Given text:

The Harvest Time Jig.

Haste to the Wedding.

Trip to the Cottage.

The Siege of Ennis.

The Sweets of May.

Lannigan’s Ball.

The names of ceili dances capture the lively sweep of these Irish ancestors to American square-dances, filled with twirls, jumps, swings and glides, creating patterns as intricate as the Book of Kells.

When Nellie O’Callaghan was a young woman in Ireland in the 1940s, traditional folk dances had been supplanted by the Waltz, the Fox Trot and the Quick Step.

But decades later, after she had immigrated to America, worked hard and raised a family, she rediscovered the beauty of her native country’s ceili (pronounced KAY-lee) dancing in classes at the Irish American Heritage Center on the Northwest Side.

She lived to be 90, a fact her family believes is partly attributable to spending the last 30 years engaged in ceili dancing. It mixes aerobics and craic, the Irish word for that combination of repartee, jokes and storytelling that makes for a great evening.

Task A: Locate each line of the listing below that contains the word "nose", treating uppercase and lowercase as different.

Task input:
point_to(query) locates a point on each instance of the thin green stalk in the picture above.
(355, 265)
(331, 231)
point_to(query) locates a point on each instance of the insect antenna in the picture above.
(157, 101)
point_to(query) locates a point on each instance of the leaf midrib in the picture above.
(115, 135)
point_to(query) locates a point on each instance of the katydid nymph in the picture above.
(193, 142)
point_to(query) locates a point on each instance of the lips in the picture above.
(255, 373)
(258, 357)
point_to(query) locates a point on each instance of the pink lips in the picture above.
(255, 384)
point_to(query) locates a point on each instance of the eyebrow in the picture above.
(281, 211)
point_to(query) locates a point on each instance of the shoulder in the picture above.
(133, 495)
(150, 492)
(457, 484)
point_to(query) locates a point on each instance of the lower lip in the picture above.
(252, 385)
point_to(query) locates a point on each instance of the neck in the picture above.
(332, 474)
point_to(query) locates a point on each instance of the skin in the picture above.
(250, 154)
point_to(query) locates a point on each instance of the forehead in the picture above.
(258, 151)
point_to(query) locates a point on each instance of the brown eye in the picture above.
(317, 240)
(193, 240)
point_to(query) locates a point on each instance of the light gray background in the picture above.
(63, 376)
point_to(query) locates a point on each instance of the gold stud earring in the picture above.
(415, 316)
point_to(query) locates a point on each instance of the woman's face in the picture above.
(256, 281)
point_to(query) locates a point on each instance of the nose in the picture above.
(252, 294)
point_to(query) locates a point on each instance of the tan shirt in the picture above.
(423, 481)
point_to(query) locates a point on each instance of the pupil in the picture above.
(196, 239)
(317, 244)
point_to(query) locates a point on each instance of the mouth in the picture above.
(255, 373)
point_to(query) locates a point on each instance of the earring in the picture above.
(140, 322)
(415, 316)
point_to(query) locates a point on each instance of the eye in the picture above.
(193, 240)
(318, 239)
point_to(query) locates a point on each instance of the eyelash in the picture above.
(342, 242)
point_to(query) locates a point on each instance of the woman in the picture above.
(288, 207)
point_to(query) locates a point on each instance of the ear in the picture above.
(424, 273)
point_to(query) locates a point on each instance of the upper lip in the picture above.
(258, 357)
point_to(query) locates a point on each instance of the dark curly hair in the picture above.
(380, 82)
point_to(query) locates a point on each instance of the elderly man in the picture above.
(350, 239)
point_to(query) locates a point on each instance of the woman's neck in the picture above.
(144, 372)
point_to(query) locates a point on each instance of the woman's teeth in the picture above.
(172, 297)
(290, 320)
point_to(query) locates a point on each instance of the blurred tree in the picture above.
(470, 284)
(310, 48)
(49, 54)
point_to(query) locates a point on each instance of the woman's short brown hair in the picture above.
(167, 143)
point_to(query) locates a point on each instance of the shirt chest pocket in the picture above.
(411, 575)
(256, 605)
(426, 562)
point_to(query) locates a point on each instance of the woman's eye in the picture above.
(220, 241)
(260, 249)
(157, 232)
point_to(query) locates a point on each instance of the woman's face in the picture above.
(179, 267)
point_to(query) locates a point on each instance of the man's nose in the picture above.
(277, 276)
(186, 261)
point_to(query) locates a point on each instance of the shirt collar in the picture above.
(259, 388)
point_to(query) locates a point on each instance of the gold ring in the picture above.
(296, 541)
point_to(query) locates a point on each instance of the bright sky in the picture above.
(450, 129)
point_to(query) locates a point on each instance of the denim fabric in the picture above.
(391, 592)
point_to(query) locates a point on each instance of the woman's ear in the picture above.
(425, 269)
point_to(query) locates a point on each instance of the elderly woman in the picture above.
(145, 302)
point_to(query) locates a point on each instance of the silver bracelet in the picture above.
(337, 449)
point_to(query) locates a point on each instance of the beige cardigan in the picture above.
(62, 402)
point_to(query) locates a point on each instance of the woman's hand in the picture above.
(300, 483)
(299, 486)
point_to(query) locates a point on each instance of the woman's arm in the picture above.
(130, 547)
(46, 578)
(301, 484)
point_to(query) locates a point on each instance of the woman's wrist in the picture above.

Task B: Transcribe the ceili dancing passage above word for word between "Trip to the" and "Book of Kells.", inclusive.

Result A:
point_to(query) locates a point on each instance of the nose in the picture above.
point_to(query) locates a point on each instance of the man's nose in the picture above.

Result B:
Trip to the Cottage.

The Siege of Ennis.

The Sweets of May.

Lannigan’s Ball.

The names of ceili dances capture the lively sweep of these Irish ancestors to American square-dances, filled with twirls, jumps, swings and glides, creating patterns as intricate as the Book of Kells.